Реальные лица, пройдя через художественный взгляд, изменяются — они становятся героями художника.

При этом — сохраняя все признаки одушевленной достоверности. Я, честно говоря, временами поеживалась, читая.

Но роман и повести Файбисовича захватывают не реальностью, нет, не правдой жизни, словно подсмотренной нами там, куда, как правило, не допускают.

«История болезни» захватывает чрезвычайно ярким изображением душевного состояния самого повествователя. Его отчаяния, его крика, его ужаса перед открывшимся безобразием жизни.

Его реакция — это забытая нами, опутанными всяческими условностями, реакция большого ребенка, брошенного внутрь болотистого, засасывающего, испорченного пейзажа с соответствующими пейзажу фигурами. Реакция художника всегда сродни детской, непосредственной реакции — и здесь, в «Истории болезни», это становится очевидным.

Ребенок в сказке Андерсена закричал, что король — голый. И тем сконфузил все королевское окружение. Файбисович предстает сам таким голым ребенком перед лицом королевского окружения. При этом степень драматизма огромна, травмирующие повествователя обстоятельства для него чрезвычайно тяжелы. Но от собственной травмы рассказчик-повествователь освобождается переключением «света» на психологию, ментальность своих персонажей. Собственно говоря, роман и не о любви, и не о семье, и не о крушении круга, хотя и обо всем этом. Роман — о пошлости жизни, той самой пошлости, которую Набоков обозначал латиницей (poshlost).

Повесть «Облако», следующая за «Историей болезни», — это катарсис, освобождение, очищение. И в то же время — это развернутое в забавнейшей беллетристической форме размышление о России и Западе, о разнице менталитетов. Русский человек на рандеву? Скорее — западная женщина на рандеву! Смесь взаимного телесного тяготения, душевной нежности, внезапного озарения-понимания, даже любви (произнесем столь возвышенное слово) оборачивается — вдруг, внезапно — полным непониманием и отчуждением.

И опять Файбисович остается верным своему методу: переливы отношений рассмотрены в лупу, все неровности обнажены, все страсти обнаружены. Финская женщина любит, но по-своему: чтобы все было как я хочу! Феминистка? Да нет, просто западная, свободная, смешная и наивная. Со своими, не понятными нам, причудами — даже в постели с любимым. Самое смешное: постели — много, но это и не эротика, а совсем-совсем другое: человеческое тепло, уходящее и прибывающее, капризное и неудержимое. В общем, облако…

Что касается повести «Дядя Адик», первоначально напечатанной «Знаменем» и даже получившей фирменную «знаменскую» премию, то героем ее (с включением реальной переписки) стал дядя рассказчика, история его жизни за рубежами нашей великой Родины уже на склоне его, дядиных, лет, что не помешало дяде проявлять чудеса находчивости и оптимизма, вызывавшие лично у меня неудержимые взрывы хохота в период чтения повести еще в ее рукописном состоянии.
----
Задание 1 -
Ответьте по отрывку о прозе Файбисовича:
(a) Какая повесть следует за «Историей болезни»?
(b) Как Набоков обозначал пошлость?
(c) Какую повесть первоначально напечатало «Знамя»?
Задание 2 - Выведите дословно фрагмент отрывка о прозе Файбисовича между словами «Реальные лица, пройдя» и «временами поеживалась, читая.» включительно.
Задание 3 - Продолжите отрывок о прозе Файбисовича с того места, где он заканчивается.

Данные -
----
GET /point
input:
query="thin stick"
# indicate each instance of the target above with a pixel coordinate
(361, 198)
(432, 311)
----
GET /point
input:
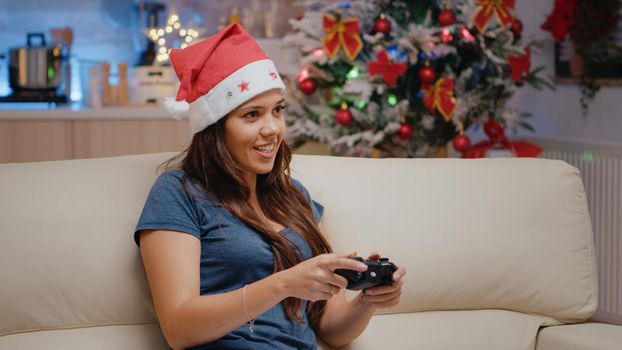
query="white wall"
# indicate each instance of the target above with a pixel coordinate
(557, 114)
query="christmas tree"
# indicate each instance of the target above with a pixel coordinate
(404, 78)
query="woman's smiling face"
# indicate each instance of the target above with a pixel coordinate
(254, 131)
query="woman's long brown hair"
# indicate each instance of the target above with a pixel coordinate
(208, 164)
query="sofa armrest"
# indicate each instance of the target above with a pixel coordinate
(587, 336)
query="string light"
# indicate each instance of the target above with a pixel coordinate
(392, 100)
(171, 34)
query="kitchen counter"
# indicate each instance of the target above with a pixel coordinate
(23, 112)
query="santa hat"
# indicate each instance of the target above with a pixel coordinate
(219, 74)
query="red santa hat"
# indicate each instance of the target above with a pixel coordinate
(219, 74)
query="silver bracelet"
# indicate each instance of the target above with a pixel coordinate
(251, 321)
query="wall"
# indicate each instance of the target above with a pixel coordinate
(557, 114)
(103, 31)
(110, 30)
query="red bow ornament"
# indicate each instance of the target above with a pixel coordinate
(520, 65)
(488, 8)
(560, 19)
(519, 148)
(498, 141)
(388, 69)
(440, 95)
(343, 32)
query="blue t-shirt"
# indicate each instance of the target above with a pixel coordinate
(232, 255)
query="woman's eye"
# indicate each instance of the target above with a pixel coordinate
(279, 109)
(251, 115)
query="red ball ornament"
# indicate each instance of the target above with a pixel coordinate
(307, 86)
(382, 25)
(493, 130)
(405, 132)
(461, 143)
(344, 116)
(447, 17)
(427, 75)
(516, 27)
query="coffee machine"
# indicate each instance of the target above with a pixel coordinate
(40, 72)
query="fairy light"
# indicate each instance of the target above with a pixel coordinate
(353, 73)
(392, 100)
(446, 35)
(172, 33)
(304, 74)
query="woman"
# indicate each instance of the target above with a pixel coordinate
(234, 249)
----
Ответ 1 -
(a) Повесть «Облако».
(b) Латиницей (poshlost).
(c) Повесть «Дядя Адик».

Ответ 2 -
Реальные лица, пройдя через художественный взгляд, изменяются — они становятся героями художника.

При этом — сохраняя все признаки одушевленной достоверности. Я, честно говоря, временами поеживалась, читая.

Ответ 3 -
Но это все — никакой не русско-еврейский юмор.

Не ирония.

Ничего подобного: хотя есть и смех, и евреи, и русские, и много чего еще.

Просто смех Файбисовича — совсем другого качества и происхождения, чем смех оглушающе-развлекательный, смех гадкого авторского анекдота из телевизионной картинки.

Смех Файбисовича имеет благородное происхождение. Он принадлежит той древней культурной традиции, в которой жизнь и смерть, меняясь местами, создает трагикомический эффект. Эффект карнавала. Сказки. Былички. Фольклора в принципе. Устной речи, растворенной в народной смеховой стихии. Поэтому включение реальных документов (скажем, писем дядюшки) в текст не нуждается в объяснении, зачем это делается: естественный голос натуральной жизни уже комичен, если сосредоточен на чем-то частном!

Низ и верх у Файбисовича меняются местами постоянно. В момент соития герой предается глубоким интеллектуальным раздумьям. В момент раздумий ему приходят в голову неприличные мысли. Живые персонажи включены в искусственную раму. Искусственная рама вдруг оживает сама, а персонажи на ее фоне кажутся бумажным коллажем. Я надеюсь, что читатель в этом всем сориентируется. Или — не сориентируется, а ухнет в повествование с головой. Повторяю: оно, повествование, — затягивает.